#### [YOUR GOAL]
Output all the material that follows, exactly as given.
** START DATASET ROWS **
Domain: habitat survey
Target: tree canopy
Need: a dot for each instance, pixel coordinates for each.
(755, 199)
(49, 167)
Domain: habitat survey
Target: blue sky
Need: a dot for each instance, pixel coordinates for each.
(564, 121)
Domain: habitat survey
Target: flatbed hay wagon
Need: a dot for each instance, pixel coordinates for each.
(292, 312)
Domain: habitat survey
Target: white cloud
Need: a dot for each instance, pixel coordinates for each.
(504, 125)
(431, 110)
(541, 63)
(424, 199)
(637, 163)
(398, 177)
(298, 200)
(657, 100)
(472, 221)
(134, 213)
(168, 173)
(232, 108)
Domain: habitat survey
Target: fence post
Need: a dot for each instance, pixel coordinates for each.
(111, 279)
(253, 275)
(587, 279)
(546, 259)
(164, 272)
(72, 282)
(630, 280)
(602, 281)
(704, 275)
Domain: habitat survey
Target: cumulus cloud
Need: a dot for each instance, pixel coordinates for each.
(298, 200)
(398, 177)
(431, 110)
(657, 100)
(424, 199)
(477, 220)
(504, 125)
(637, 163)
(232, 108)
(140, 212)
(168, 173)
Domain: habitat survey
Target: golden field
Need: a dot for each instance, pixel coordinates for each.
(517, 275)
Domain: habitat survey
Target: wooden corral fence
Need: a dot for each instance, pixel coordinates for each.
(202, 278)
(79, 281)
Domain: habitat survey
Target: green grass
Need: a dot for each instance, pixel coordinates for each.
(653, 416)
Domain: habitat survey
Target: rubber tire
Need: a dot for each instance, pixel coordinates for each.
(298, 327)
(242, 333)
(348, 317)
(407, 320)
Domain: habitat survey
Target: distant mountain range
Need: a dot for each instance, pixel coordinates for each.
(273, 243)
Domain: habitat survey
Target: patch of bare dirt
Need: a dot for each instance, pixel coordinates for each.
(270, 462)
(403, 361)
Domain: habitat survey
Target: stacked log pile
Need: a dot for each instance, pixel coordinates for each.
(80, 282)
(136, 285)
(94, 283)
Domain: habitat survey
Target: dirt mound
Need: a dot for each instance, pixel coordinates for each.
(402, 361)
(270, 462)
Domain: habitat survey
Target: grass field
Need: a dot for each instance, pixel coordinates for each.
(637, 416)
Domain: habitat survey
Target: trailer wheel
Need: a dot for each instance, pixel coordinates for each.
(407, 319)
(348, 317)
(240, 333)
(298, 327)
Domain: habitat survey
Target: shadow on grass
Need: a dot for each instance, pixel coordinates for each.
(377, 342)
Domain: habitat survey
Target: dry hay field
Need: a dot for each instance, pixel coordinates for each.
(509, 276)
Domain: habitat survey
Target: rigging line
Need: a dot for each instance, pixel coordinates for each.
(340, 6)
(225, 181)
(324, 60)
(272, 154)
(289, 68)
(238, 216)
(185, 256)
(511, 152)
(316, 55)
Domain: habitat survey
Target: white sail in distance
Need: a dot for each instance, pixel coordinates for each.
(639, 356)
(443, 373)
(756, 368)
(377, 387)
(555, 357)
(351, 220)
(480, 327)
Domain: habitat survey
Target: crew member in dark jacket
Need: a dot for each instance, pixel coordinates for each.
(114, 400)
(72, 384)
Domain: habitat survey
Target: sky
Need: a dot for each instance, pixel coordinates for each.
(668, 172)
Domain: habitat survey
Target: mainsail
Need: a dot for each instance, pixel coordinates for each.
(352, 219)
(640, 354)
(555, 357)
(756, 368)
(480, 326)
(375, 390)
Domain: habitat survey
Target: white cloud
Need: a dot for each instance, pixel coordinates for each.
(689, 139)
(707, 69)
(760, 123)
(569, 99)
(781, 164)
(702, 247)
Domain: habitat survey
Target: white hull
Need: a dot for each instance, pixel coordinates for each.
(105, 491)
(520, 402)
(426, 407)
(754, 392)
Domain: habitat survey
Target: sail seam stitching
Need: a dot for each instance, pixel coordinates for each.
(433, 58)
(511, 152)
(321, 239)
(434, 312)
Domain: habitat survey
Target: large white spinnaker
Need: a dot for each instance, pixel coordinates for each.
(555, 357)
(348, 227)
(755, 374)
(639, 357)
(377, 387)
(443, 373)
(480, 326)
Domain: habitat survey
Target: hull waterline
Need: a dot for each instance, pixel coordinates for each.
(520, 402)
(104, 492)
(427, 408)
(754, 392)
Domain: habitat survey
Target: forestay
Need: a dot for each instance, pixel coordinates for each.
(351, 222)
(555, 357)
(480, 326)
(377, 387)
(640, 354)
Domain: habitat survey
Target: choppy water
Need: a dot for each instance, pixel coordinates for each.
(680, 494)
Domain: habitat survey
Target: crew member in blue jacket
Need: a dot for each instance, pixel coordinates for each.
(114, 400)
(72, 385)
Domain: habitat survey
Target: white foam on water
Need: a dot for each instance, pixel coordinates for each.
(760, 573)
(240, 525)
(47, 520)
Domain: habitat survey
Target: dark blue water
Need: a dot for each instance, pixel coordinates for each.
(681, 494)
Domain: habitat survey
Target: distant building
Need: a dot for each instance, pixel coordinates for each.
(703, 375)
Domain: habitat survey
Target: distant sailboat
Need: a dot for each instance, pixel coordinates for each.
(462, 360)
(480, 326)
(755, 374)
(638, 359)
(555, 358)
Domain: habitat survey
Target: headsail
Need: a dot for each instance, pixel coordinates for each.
** END DATASET ROWS **
#### [ANSWER TO THE TASK]
Domain: habitat survey
Target: tree canopy
Need: a dot for each instance, pixel coordinates for each.
(755, 199)
(49, 167)
Domain: habitat survey
Target: blue sky
Need: a dot for each instance, pixel coordinates for each.
(564, 121)
Domain: habitat survey
Target: flatbed hay wagon
Need: a dot for each instance, pixel coordinates for each.
(292, 312)
Domain: habitat survey
Target: white cloud
Need: a dot for each instance, pixel coordinates for each.
(504, 125)
(431, 110)
(541, 63)
(424, 199)
(637, 163)
(398, 177)
(298, 200)
(657, 100)
(472, 221)
(134, 213)
(168, 173)
(232, 108)
Domain: habitat survey
Target: fence post
Need: a dot for each instance, pixel coordinates for each.
(111, 279)
(253, 275)
(587, 279)
(546, 259)
(164, 272)
(72, 282)
(630, 280)
(602, 281)
(704, 275)
Domain: habitat survey
Target: cumulus cloud
Need: a dot for each instance, pixel coordinates for each.
(298, 200)
(398, 177)
(431, 110)
(657, 100)
(424, 199)
(477, 220)
(504, 125)
(637, 163)
(232, 108)
(140, 212)
(168, 173)
Domain: habitat survey
Target: golden field
Need: a dot for each instance, pixel coordinates for each.
(517, 275)
Domain: habitat survey
Target: wooden corral fence
Need: a dot for each instance, pixel coordinates for each.
(202, 278)
(79, 281)
Domain: habitat survey
Target: green grass
Need: a dot for each instance, pixel coordinates for each.
(653, 416)
Domain: habitat survey
Target: rubber tire
Need: a dot for each instance, pixel coordinates for each.
(298, 327)
(242, 333)
(348, 317)
(407, 320)
Domain: habitat survey
Target: distant mountain range
Need: a dot for each instance, pixel coordinates for each.
(273, 243)
Domain: habitat survey
Target: patch of bare dirt
Need: a dot for each instance, pixel coordinates for each.
(270, 462)
(403, 361)
Domain: habitat survey
Target: stacked log pile
Need: a dot for each instance, pixel coordinates for each.
(80, 282)
(136, 285)
(94, 283)
Domain: habitat survey
Target: dirt mound
Need: a dot for each instance, pixel coordinates for each.
(402, 361)
(270, 462)
Domain: habitat survey
Target: grass field
Need: a dot for each instance, pixel coordinates for each.
(637, 416)
Domain: habitat survey
Target: trailer wheel
Need: a dot for each instance, pixel coordinates for each.
(407, 319)
(348, 317)
(240, 333)
(298, 327)
Domain: habitat survey
Target: shadow on grass
Need: a dot for each instance, pixel coordinates for each.
(377, 342)
Domain: habitat survey
Target: dry hay field
Need: a dot for each instance, pixel coordinates for each.
(509, 276)
Domain: habitat survey
Target: rigging line
Need: a dot for each instance, pixel coordinates for each.
(340, 6)
(225, 181)
(324, 60)
(272, 154)
(289, 68)
(238, 216)
(185, 256)
(511, 152)
(316, 55)
Domain: habitat survey
Target: white sail in distance
Need: a dot for each instance, pixel coordinates for each.
(639, 356)
(443, 373)
(756, 368)
(377, 387)
(555, 357)
(351, 220)
(480, 327)
Domain: habitat survey
Target: crew member in dark jacket
Need: a dot for each instance, pixel coordinates for each.
(114, 400)
(72, 384)
Domain: habitat survey
Target: sky
Need: a dot for each instance, pixel coordinates for each.
(668, 172)
Domain: habitat survey
Target: mainsail
Need: a dot for each instance, pixel coordinates for each.
(352, 219)
(640, 354)
(555, 357)
(756, 368)
(480, 326)
(375, 390)
Domain: habitat survey
Target: white cloud
Need: a dot for each instance, pixel coordinates for each.
(689, 139)
(707, 69)
(760, 123)
(569, 99)
(781, 164)
(702, 247)
Domain: habitat survey
Target: white hull
Need: a dot for each instance, pixel coordinates for each.
(105, 491)
(520, 402)
(426, 407)
(754, 392)
Domain: habitat survey
Target: sail seam stitching
Need: a dot for each instance, pixel coordinates for each.
(433, 58)
(511, 152)
(321, 239)
(434, 312)
Domain: habitat survey
Target: large white spinnaker
Need: a dot for each instance, pixel coordinates for each.
(555, 357)
(348, 227)
(755, 374)
(639, 357)
(377, 387)
(443, 373)
(480, 326)
Domain: habitat survey
Target: hull waterline
Need: a dot for each instance, pixel coordinates for each.
(520, 402)
(104, 492)
(427, 408)
(754, 392)
Domain: habitat survey
Target: forestay
Need: a dot for each instance, pixel coordinates for each.
(351, 222)
(555, 357)
(480, 326)
(377, 387)
(640, 354)
Domain: habitat survey
Target: choppy water
Need: a dot for each instance, pixel coordinates for each.
(680, 494)
Domain: habitat survey
Target: crew member in blue jacket
Need: a dot for each instance, pixel coordinates for each.
(114, 400)
(72, 385)
Domain: habitat survey
Target: white foam on water
Need: a dot for each instance, pixel coordinates for each.
(760, 573)
(240, 525)
(47, 520)
Domain: habitat survey
Target: dark blue water
Need: a dot for each instance, pixel coordinates for each.
(681, 494)
Domain: habitat survey
Target: distant building
Need: a dot for each instance, pixel coordinates for each.
(703, 375)
Domain: habitat survey
Target: distant sailboat
Need: a dot for each instance, pixel coordinates for each.
(462, 360)
(480, 326)
(755, 374)
(638, 359)
(555, 358)
Domain: habitat survey
Target: headsail
Need: a dot for each instance, pixel coordinates for each.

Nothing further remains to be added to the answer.